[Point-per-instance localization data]
···

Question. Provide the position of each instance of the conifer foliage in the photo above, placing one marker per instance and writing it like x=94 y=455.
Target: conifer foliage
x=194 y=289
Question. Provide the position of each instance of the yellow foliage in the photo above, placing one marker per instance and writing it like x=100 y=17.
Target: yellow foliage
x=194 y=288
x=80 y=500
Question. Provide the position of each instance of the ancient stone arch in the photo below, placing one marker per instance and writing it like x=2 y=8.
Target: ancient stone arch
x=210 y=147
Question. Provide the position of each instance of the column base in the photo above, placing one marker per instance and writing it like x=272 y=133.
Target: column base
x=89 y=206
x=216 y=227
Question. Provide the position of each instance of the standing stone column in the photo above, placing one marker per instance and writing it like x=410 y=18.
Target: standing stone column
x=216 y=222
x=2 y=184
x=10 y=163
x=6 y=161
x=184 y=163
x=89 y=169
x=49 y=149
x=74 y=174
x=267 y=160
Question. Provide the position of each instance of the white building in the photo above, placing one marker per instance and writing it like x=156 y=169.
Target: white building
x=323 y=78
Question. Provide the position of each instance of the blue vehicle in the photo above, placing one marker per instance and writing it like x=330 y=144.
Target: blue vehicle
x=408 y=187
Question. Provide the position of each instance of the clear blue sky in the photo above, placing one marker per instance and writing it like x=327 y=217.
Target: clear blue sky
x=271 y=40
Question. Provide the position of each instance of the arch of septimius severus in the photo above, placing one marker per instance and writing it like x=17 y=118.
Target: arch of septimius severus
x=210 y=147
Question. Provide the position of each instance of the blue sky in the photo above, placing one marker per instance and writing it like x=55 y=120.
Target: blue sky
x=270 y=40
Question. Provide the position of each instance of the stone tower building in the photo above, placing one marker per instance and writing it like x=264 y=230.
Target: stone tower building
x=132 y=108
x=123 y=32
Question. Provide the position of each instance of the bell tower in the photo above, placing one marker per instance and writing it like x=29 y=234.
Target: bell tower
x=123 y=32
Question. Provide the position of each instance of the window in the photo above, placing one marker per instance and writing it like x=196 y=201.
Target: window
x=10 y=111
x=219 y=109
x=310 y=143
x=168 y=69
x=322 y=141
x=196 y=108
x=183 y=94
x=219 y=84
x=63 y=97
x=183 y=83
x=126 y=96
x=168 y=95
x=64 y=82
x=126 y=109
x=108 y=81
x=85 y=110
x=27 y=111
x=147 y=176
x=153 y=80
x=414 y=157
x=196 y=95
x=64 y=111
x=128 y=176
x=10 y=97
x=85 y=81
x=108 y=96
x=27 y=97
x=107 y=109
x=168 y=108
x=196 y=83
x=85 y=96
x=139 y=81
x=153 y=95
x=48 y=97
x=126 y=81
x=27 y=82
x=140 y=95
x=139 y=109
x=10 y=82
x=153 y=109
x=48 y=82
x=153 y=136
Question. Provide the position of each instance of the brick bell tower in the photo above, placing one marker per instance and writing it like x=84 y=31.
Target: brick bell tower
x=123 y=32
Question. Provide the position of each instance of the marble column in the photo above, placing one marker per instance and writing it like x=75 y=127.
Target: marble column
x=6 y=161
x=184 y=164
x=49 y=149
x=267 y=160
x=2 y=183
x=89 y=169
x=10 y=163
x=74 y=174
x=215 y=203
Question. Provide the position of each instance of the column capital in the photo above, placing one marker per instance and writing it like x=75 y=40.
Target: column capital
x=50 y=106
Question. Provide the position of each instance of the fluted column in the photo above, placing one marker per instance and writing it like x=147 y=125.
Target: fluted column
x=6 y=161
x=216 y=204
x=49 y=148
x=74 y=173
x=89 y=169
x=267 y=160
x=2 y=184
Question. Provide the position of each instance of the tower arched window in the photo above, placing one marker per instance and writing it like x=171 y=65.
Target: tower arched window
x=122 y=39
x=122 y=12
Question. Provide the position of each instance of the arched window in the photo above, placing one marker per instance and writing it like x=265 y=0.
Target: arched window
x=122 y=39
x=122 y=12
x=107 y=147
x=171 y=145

···

Would you retype exactly the lines above, from the line with "Target: blue vehicle" to the line with "Question. Provide the position of each instance of the arch of", with both end lines kept and nothing more?

RESPONSE TO THE EXERCISE:
Target: blue vehicle
x=408 y=187
Question. Provide the position of each instance of the clear blue sky in the photo above, placing one marker per instance and writing it like x=327 y=217.
Target: clear blue sky
x=271 y=40
Question. Provide the position of each instance of the arch of septimius severus in the photo above, placing one marker per instance and writing it like x=17 y=118.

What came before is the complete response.